TASK - Copy every one of the records below word for word, leaving out the pictures.

START TASK INPUTS

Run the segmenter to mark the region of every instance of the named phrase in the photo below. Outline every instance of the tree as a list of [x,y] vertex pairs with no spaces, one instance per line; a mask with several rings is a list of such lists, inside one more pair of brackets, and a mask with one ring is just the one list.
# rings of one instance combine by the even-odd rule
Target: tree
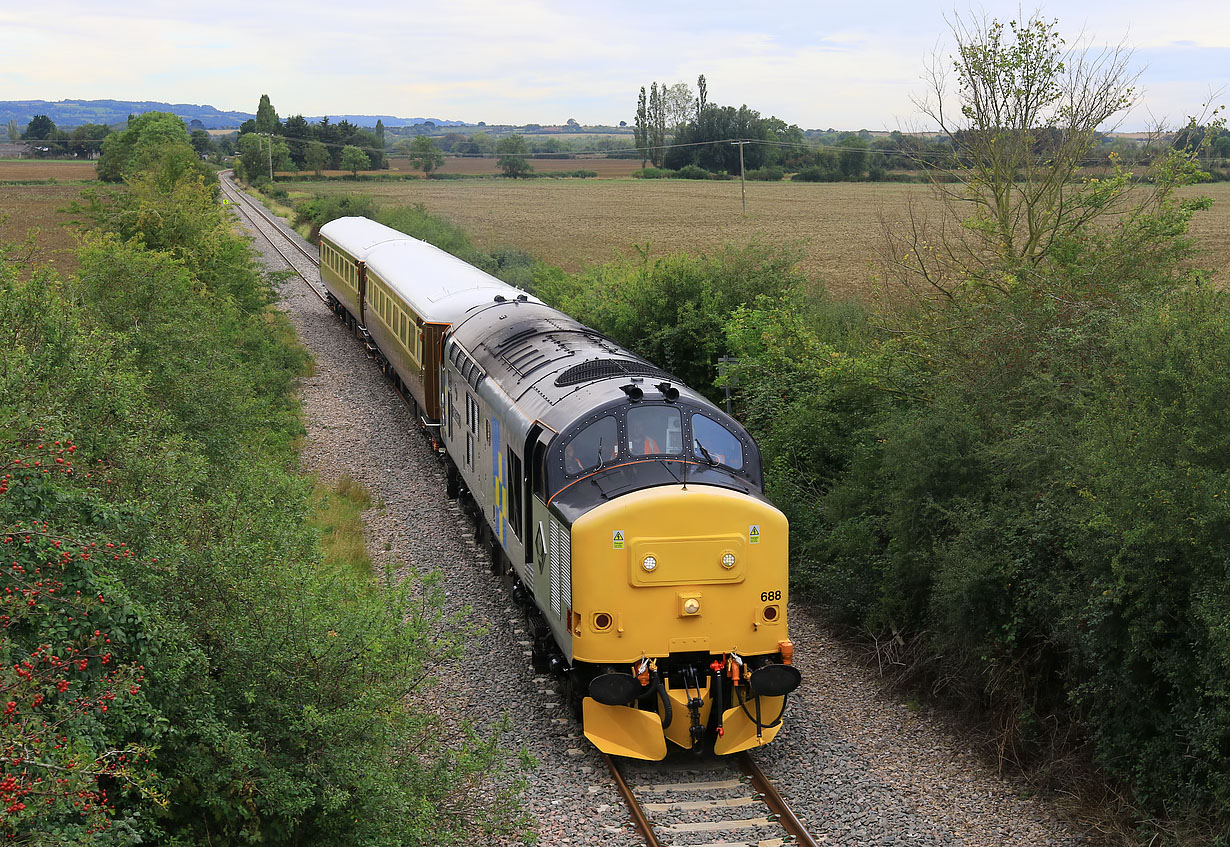
[[[768,138],[768,122],[755,109],[747,106],[706,106],[694,123],[686,124],[675,135],[675,146],[665,151],[664,162],[670,168],[697,165],[706,171],[738,173],[739,148],[731,140]],[[769,149],[764,144],[744,145],[745,167],[761,167]]]
[[432,178],[432,171],[444,163],[444,154],[427,135],[416,135],[407,146],[411,163],[422,171],[427,179]]
[[189,140],[192,141],[192,149],[199,155],[204,156],[209,152],[209,133],[204,129],[193,129]]
[[649,160],[649,111],[645,100],[645,86],[641,86],[641,96],[636,98],[636,123],[632,127],[632,138],[636,139],[636,149],[641,151],[641,167]]
[[69,136],[69,152],[77,159],[93,159],[102,151],[102,139],[111,134],[111,127],[86,123],[74,128]]
[[256,107],[256,132],[277,133],[280,130],[282,120],[278,119],[278,113],[273,111],[269,95],[261,95],[261,103]]
[[269,176],[269,154],[264,136],[248,133],[239,136],[239,165],[245,179],[255,181]]
[[316,176],[322,176],[326,165],[328,165],[328,149],[320,141],[309,141],[304,152],[304,167]]
[[[170,112],[138,114],[129,118],[127,129],[111,133],[102,140],[98,178],[103,182],[122,182],[161,159],[169,149],[186,150],[196,159],[183,120]],[[204,162],[196,163],[203,176],[215,178]]]
[[667,127],[672,134],[678,134],[691,120],[695,112],[695,97],[686,82],[675,82],[665,90]]
[[36,114],[31,122],[26,124],[27,140],[43,140],[54,136],[55,123],[46,114]]
[[838,143],[838,167],[846,179],[861,179],[867,171],[867,143],[857,135],[849,135]]
[[[938,57],[926,96],[915,104],[947,136],[956,161],[924,160],[948,223],[940,238],[911,226],[905,256],[911,273],[986,278],[1004,264],[1036,266],[1052,247],[1112,209],[1128,193],[1127,175],[1085,181],[1081,167],[1097,128],[1135,100],[1139,71],[1122,44],[1101,52],[1069,45],[1058,22],[961,17],[951,69]],[[970,213],[972,210],[972,213]],[[946,270],[934,261],[940,257]]]
[[287,144],[290,146],[290,157],[296,165],[306,167],[305,155],[308,151],[308,140],[314,138],[315,127],[308,123],[308,119],[301,114],[293,114],[287,118],[285,123],[282,124],[282,134],[287,139]]
[[529,146],[525,144],[524,135],[506,135],[499,139],[496,144],[496,154],[498,155],[496,165],[499,166],[506,177],[525,177],[534,172],[534,167],[526,160]]
[[342,170],[349,171],[351,176],[358,177],[359,171],[365,171],[371,167],[371,160],[368,154],[359,150],[353,144],[347,144],[342,148]]
[[667,159],[667,86],[653,82],[649,86],[648,106],[649,159],[654,167],[662,167]]

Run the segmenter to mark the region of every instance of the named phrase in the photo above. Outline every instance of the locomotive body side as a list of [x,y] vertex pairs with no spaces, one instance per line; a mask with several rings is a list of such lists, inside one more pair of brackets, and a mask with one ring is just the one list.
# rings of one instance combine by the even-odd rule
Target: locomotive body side
[[800,679],[788,527],[747,431],[541,305],[478,306],[448,344],[450,451],[587,738],[641,758],[772,740]]

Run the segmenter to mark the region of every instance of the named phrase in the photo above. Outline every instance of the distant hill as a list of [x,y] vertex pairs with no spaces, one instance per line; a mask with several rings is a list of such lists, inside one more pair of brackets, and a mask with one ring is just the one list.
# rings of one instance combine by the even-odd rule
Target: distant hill
[[[62,129],[86,123],[123,127],[129,114],[141,114],[143,112],[170,112],[183,118],[184,123],[199,120],[205,129],[237,129],[241,123],[256,117],[251,112],[224,112],[213,106],[161,103],[150,100],[0,100],[0,127],[6,125],[10,120],[16,120],[17,125],[25,129],[36,114],[46,114]],[[320,116],[308,119],[316,122],[320,120]],[[330,123],[349,120],[358,127],[375,127],[376,120],[383,120],[385,127],[410,127],[427,120],[438,127],[467,125],[464,120],[397,118],[391,114],[331,114],[328,119]]]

END TASK INPUTS

WRITTEN REPLY -
Run the segmenter to mark the region of every instance of the named phrase in the photo below. Outline every instance of the tree as a list of [x,y] vertex pairs with no spaces, one instance per line; a mask with several rings is a list of such lists, inside one more pair of brackets, and a mask with one ring is just the one list.
# rings of one instance combine by the even-odd rule
Target: tree
[[[768,138],[768,122],[755,109],[747,106],[706,106],[694,123],[686,124],[675,135],[675,146],[665,151],[664,162],[670,168],[697,165],[706,171],[738,173],[739,148],[731,140]],[[769,149],[764,144],[744,145],[745,167],[761,167]]]
[[432,178],[432,171],[444,163],[444,154],[427,135],[416,135],[407,146],[411,163],[422,171],[427,179]]
[[189,140],[192,141],[192,149],[199,155],[204,156],[209,152],[209,133],[204,129],[193,129]]
[[649,160],[649,111],[645,100],[645,86],[641,86],[641,96],[636,98],[636,123],[632,127],[632,138],[636,139],[636,149],[641,151],[641,167]]
[[69,136],[69,152],[77,159],[93,159],[102,151],[102,139],[111,134],[111,127],[86,123],[74,128]]
[[256,107],[256,132],[277,133],[280,130],[282,120],[278,119],[278,113],[273,111],[269,95],[261,95],[261,103]]
[[269,176],[269,154],[264,136],[248,133],[239,136],[239,165],[245,179],[255,181]]
[[316,176],[322,176],[326,165],[328,165],[328,149],[320,141],[309,141],[304,152],[304,167]]
[[[170,112],[138,114],[129,118],[127,129],[111,133],[102,140],[98,178],[103,182],[122,182],[161,159],[169,149],[186,150],[196,159],[183,120]],[[204,162],[196,163],[203,176],[215,178]]]
[[667,127],[672,134],[678,134],[691,120],[695,112],[695,97],[686,82],[675,82],[665,90]]
[[36,114],[31,122],[26,124],[27,140],[43,140],[54,136],[55,123],[46,114]]
[[838,143],[838,167],[846,179],[861,179],[867,171],[867,143],[857,135],[849,135]]
[[[938,57],[926,96],[915,104],[947,136],[956,161],[924,160],[948,223],[940,238],[911,226],[905,256],[911,273],[986,278],[1004,264],[1036,266],[1052,247],[1112,209],[1128,193],[1127,175],[1085,181],[1081,167],[1097,128],[1135,100],[1139,71],[1122,44],[1101,52],[1069,45],[1058,22],[961,17],[951,69]],[[970,213],[972,210],[972,213]],[[946,270],[934,261],[940,257]]]
[[287,144],[290,146],[290,157],[296,165],[306,167],[305,155],[308,151],[308,140],[314,138],[315,127],[308,123],[308,119],[301,114],[293,114],[287,118],[285,123],[282,124],[282,134],[287,139]]
[[529,146],[525,144],[524,135],[506,135],[499,139],[496,144],[496,154],[498,155],[496,165],[499,166],[506,177],[525,177],[534,172],[534,167],[526,160]]
[[342,170],[349,171],[351,176],[358,177],[359,171],[365,171],[371,167],[371,160],[368,154],[359,150],[353,144],[347,144],[342,148]]
[[667,159],[667,86],[653,82],[649,86],[648,106],[649,159],[654,167],[662,167]]

Run the segmenter to mark the region of every instance of the named phrase in the photo above. Outline every instance of the locomotive body side as a list of [x,y] vertex pairs with no spaces, one instance per line; a mask with several rings is a list of such lists, inside one more pair of brackets, and a mask with one ring is just the one list.
# rings of one instance combine by the even-odd rule
Target: locomotive body side
[[800,679],[788,527],[747,431],[541,305],[478,306],[448,344],[450,451],[587,738],[641,758],[772,740]]

Run the segmenter to mark the region of every instance of the named phrase in the photo above. Outline every instance of the distant hill as a list of [x,y] vertex pairs with no spaces, one instance per line; a mask with several rings is a list of such lists, inside one more pair of brackets, and a mask with one ring is just the one list.
# rings of one instance combine by the even-odd rule
Target: distant hill
[[[62,129],[86,123],[123,127],[129,114],[141,114],[143,112],[170,112],[183,118],[184,123],[199,120],[205,129],[237,129],[241,123],[256,117],[251,112],[224,112],[213,106],[161,103],[150,100],[0,100],[0,127],[6,125],[10,120],[16,120],[17,125],[25,129],[36,114],[46,114]],[[320,116],[308,119],[316,122],[320,120]],[[330,123],[349,120],[358,127],[375,127],[376,120],[383,120],[385,127],[410,127],[427,120],[438,127],[467,125],[464,120],[397,118],[391,114],[331,114],[328,119]]]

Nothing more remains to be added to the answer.